> Task input:
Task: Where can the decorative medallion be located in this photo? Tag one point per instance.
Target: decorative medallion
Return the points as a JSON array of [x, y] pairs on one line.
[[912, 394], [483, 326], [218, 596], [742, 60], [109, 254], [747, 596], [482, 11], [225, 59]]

* * *

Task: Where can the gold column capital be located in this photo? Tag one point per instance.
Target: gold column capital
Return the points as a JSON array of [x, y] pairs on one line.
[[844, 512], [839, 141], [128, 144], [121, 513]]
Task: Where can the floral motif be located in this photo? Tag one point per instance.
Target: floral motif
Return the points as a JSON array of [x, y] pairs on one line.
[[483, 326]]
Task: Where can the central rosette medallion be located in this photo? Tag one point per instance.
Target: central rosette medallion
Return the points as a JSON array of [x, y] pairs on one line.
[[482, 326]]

> Required action:
Using the listing above, pick out each line that contains the word "floral", then copy it.

> Solution to this problem:
Task: Where can the floral motif be located in this photo? Tag one point per instance.
Target: floral motif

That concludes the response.